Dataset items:

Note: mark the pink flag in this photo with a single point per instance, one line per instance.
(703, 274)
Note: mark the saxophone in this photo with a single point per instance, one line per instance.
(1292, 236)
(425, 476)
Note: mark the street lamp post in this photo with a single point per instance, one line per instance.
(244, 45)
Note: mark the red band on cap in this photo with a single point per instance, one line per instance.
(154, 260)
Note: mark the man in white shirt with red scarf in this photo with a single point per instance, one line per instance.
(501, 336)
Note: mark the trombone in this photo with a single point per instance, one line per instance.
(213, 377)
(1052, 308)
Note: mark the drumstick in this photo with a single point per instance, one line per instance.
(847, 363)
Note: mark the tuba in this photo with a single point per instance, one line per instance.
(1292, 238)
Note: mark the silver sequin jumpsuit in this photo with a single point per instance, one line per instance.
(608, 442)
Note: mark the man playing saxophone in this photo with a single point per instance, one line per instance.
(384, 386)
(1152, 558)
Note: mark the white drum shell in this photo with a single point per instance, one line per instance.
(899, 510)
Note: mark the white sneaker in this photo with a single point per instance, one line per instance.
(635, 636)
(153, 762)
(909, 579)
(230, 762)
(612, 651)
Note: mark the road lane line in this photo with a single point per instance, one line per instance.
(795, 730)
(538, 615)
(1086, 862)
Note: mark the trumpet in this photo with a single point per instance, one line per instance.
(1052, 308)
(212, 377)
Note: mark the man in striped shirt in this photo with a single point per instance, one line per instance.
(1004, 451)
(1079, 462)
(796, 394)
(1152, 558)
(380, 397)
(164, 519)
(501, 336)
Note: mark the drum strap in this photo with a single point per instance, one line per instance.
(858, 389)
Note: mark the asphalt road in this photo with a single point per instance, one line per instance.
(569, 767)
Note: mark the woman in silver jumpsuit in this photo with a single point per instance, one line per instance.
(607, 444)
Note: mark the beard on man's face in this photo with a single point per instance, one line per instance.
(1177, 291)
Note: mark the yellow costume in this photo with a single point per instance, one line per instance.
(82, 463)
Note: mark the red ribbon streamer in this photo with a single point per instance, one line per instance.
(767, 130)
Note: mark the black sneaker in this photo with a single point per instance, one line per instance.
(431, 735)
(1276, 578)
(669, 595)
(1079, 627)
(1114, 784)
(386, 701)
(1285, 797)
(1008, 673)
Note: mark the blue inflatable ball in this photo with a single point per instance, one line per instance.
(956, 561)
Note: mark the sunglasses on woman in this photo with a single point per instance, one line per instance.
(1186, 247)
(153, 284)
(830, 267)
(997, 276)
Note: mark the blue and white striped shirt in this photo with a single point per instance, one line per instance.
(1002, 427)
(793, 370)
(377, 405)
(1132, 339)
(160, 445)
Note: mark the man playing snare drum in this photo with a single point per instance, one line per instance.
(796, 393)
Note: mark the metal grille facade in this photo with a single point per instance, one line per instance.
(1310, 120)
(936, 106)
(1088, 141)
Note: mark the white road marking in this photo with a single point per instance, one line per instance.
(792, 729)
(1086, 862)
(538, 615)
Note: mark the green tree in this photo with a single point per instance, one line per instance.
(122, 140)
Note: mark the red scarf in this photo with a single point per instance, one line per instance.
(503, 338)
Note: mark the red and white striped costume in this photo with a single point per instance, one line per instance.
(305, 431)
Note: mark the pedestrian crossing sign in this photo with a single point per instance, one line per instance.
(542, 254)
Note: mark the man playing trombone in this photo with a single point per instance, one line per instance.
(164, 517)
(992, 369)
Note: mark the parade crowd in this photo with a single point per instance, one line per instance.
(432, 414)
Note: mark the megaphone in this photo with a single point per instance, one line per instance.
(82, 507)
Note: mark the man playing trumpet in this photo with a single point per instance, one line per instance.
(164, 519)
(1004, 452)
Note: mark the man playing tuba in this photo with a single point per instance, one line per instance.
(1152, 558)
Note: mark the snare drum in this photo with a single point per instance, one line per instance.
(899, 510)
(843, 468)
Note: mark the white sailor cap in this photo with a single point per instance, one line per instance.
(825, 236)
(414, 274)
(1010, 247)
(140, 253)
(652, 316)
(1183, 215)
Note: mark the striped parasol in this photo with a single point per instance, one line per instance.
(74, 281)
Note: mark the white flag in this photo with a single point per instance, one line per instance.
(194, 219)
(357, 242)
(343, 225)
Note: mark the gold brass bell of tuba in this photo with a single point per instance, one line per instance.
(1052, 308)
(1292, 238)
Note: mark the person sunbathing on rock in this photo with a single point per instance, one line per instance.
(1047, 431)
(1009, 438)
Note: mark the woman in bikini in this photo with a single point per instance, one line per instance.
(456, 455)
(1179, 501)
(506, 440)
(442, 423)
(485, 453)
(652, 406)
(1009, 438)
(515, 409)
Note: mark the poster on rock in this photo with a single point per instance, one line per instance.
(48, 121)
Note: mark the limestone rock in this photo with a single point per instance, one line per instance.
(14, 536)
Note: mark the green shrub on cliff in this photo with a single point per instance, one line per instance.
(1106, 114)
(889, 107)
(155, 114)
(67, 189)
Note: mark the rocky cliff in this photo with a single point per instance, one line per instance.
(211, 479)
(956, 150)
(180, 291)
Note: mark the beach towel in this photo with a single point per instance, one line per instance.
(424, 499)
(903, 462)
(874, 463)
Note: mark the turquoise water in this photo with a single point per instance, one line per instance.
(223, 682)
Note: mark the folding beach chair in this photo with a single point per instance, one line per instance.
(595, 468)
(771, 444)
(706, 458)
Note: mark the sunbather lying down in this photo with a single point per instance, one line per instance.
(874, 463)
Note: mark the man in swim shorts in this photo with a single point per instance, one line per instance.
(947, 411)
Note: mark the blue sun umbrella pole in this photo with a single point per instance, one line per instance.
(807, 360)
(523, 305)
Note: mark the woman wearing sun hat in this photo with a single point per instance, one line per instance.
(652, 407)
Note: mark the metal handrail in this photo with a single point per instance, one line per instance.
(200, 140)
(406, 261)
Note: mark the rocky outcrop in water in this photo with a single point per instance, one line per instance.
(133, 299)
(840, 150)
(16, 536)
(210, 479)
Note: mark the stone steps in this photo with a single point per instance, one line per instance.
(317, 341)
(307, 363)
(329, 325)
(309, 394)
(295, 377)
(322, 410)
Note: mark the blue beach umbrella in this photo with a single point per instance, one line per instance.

> **YOUR GOAL**
Working through the records above, copy each one exactly.

> **TASK RESPONSE**
Note: mark the pink flag in this photo with a single point per instance, one line per instance.
(703, 274)
Note: mark the saxophone in this photo with a single point per instance, one line per instance.
(1292, 236)
(425, 476)
Note: mark the street lamp post in this photo with a single point per instance, one line per instance.
(244, 45)
Note: mark the red band on cap in this photo with a single point per instance, one line per instance.
(154, 260)
Note: mark the man in white shirt with red scarf in this photo with a single point per instance, one line per instance.
(501, 336)
Note: mark the trombone in this photo with a single point per instance, one line per instance.
(213, 377)
(1052, 308)
Note: mark the drumstick in this photo with a single point per instance, one line per instance.
(847, 363)
Note: mark the tuba in this photo with a single point per instance, one line per instance.
(1292, 238)
Note: mark the silver sequin jumpsuit in this photo with a single point per instance, one line per instance.
(608, 442)
Note: mark the man playing saxophone in this photo with a single point per instance, one line per instance.
(384, 386)
(1152, 558)
Note: mark the white drum shell in this photo with a single point per instance, one line per instance.
(899, 510)
Note: mark the white sneaker in this photo with a single point per instance, one line per instance.
(635, 636)
(153, 762)
(909, 579)
(230, 762)
(612, 651)
Note: mark the road lane line in this photo with a single point per instance, one line per instance.
(795, 730)
(538, 615)
(1086, 862)
Note: mark the trumpet in this photo with a single point per instance, one line per instance.
(1052, 308)
(212, 377)
Note: mark the man in striped shirt in this photo with a single point per instance, one line per instance.
(1004, 451)
(1079, 462)
(796, 394)
(1152, 558)
(380, 397)
(164, 519)
(501, 336)
Note: mark the drum strap in this photo with a single point per instance, one line per instance.
(858, 389)
Note: mark the asphalt road in this photo with a single point per instance, one line per instance.
(569, 767)
Note: mark the woman in silver jumpsuit in this photo with a single point per instance, one line per instance.
(607, 444)
Note: mark the beard on man's face in this photo with a single point per instance, one line per instance.
(1177, 291)
Note: mark the yellow costume in this photo with a single point per instance, one line per instance.
(82, 463)
Note: mark the red ribbon streamer in this photo with a single point per instance, one line per instance.
(767, 130)
Note: mark the black sneaker in this photo with a single point per instance, one line per instance.
(431, 735)
(1276, 578)
(669, 595)
(1079, 627)
(1114, 784)
(386, 701)
(1285, 797)
(1008, 673)
Note: mark the blue inflatable ball in this photo with a single point per instance, one line per instance.
(956, 561)
Note: mark the sunglasses on woman in this photo with a single point per instance, one line per instance.
(1186, 247)
(153, 284)
(830, 267)
(997, 276)
Note: mark the blue and white striped shirt in this photo with a single point per instance, one line per instance.
(1002, 427)
(793, 370)
(377, 405)
(1132, 339)
(160, 445)
Note: mark the man playing snare drum in this photo with a single point per instance, one line per instance.
(796, 393)
Note: mark the metal grille facade in this photo with a single point per instance, one line per instance.
(1310, 120)
(936, 106)
(1088, 141)
Note: mark the white road marking in this photo with a single point per instance, one line per instance.
(792, 729)
(1086, 862)
(538, 615)
Note: mark the green tree in this photo with a single point per instance, one line per instance.
(122, 140)
Note: mark the red scarf in this photo with a single point per instance, one line per instance.
(503, 338)
Note: mark the red and white striped costume in this photo with a single point per instance, one line per instance.
(305, 431)
Note: mark the pedestrian crossing sign in this photo with a single point per instance, one line per instance.
(542, 254)
Note: mark the man playing trombone in this photo with a single point per instance, one line per instance.
(164, 517)
(992, 369)
Note: mark the parade crowd in this photo with a single point per instance, one line per instance.
(432, 414)
Note: mark the megaphone in this photo with a single point per instance, one line per instance.
(82, 507)
Note: mark the man playing trumpet in this photo with a single point per instance, one line per instance.
(164, 519)
(1004, 452)
Note: mark the man playing tuba in this photo with a single point per instance, one line per instance.
(1152, 558)
Note: mark the snare drum in this photo with a single point per instance, one line per instance.
(899, 510)
(843, 468)
Note: mark the white sailor cap in this photo with a single point per instance, one line per instance.
(825, 236)
(414, 274)
(1010, 247)
(140, 253)
(652, 316)
(1183, 215)
Note: mark the striped parasol in this photo with a single point per instance, one line per instance.
(74, 281)
Note: mark the white flag in this photo with a single point per instance, one line per instance.
(194, 219)
(357, 242)
(343, 225)
Note: mark the gold brass bell of tuba in this photo with a single point per instance, one line per instance.
(1052, 308)
(1292, 238)
Note: mark the person sunbathing on rock in this photo with a single point per instance, one line per instance.
(1047, 431)
(1009, 438)
Note: mark the woman in bikini in this photo with a single point per instance, one line per instance.
(456, 455)
(1179, 501)
(506, 440)
(442, 423)
(485, 453)
(652, 406)
(1009, 438)
(515, 409)
Note: mark the poster on rock in this photo with a single point per instance, one line per instance.
(48, 121)
Note: mark the limestone rock in this photo with a single point per instance, one line per instance.
(14, 536)
Note: mark the green shrub on cliff in this photo with a single point per instance, one line per instance.
(1106, 114)
(889, 107)
(155, 114)
(67, 189)
Note: mark the rocky cliff in this photo with a single point per instance, one line per instance.
(211, 479)
(956, 150)
(180, 291)
Note: mark the beach towel in this photo with a single point per instance, one line per instance.
(424, 499)
(903, 462)
(874, 463)
Note: mark the turquoise water in this photo with a single point per instance, one line per instance.
(223, 682)
Note: mark the folding beach chair in this photo with a single point per instance, one line per instance.
(595, 468)
(771, 444)
(706, 458)
Note: mark the sunbather lying down in this photo with a single point per instance, one line per instance.
(874, 463)
Note: mark the man in swim shorts in this photo with a single point per instance, one line per instance.
(947, 411)
Note: mark the blue sun umbrella pole in this photo with a single point per instance, one line per instance.
(807, 360)
(523, 305)
Note: mark the woman wearing sun hat in this photo with a single point per instance, one line per instance.
(652, 407)
Note: mark the metal handrail in this photo with a single point per instance, one line per instance.
(200, 140)
(406, 261)
Note: mark the rocky outcrop in water in this photo with a single point per instance, one line per instance.
(133, 299)
(840, 150)
(16, 536)
(210, 479)
Note: mark the stone steps in this photo with a single point per instance, one line per instance.
(317, 341)
(307, 363)
(329, 325)
(309, 394)
(295, 377)
(322, 410)
Note: mark the blue beach umbrella in this photo with a single point per instance, one line per instance.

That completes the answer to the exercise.